Akhir Dilema Ujian Nasional - Menolak ujian nasional
menurut saya ialah hal yang paling konyol. Lebih konyol lagi bila ujian nasional
dijadikan patokan kelulusan. Menolak ujian nasional sama saja menolak proses
pengukuran taraf perkembangan ilmu yang didapatkan siswa selama belajar di
sekolah. Jika ujian nasional dijadikan patokan kelulusan, maka sungguh tidak
manusiawi. Mengapa? Sekolah selama 6 tahun (SD), dan 3 tahun (SMP dan SMA) hanya
ditentukan 3 hari? Ya tidak memungkinkan.

__DATA MENTAH__
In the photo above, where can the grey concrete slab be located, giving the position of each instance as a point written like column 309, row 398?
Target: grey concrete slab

__KETENTUAN TUGAS__
A. Dalam teks tentang ujian nasional, apa yang disebut sebagai hal yang paling konyol?
B. Ketik ulang tanpa perubahan bagian teks tentang ujian nasional di antara "Akhir Dilema Ujian" dan "Ya tidak memungkinkan.", termasuk kedua bagian itu.
Materi tersebut tidak perlu dipakai.

__DAFTAR JAWABAN__
A. Menolak ujian nasional.

B.
Akhir Dilema Ujian Nasional - Menolak ujian nasional
menurut saya ialah hal yang paling konyol. Lebih konyol lagi bila ujian nasional
dijadikan patokan kelulusan. Menolak ujian nasional sama saja menolak proses
pengukuran taraf perkembangan ilmu yang didapatkan siswa selama belajar di
sekolah. Jika ujian nasional dijadikan patokan kelulusan, maka sungguh tidak
manusiawi. Mengapa? Sekolah selama 6 tahun (SD), dan 3 tahun (SMP dan SMA) hanya
ditentukan 3 hari? Ya tidak memungkinkan.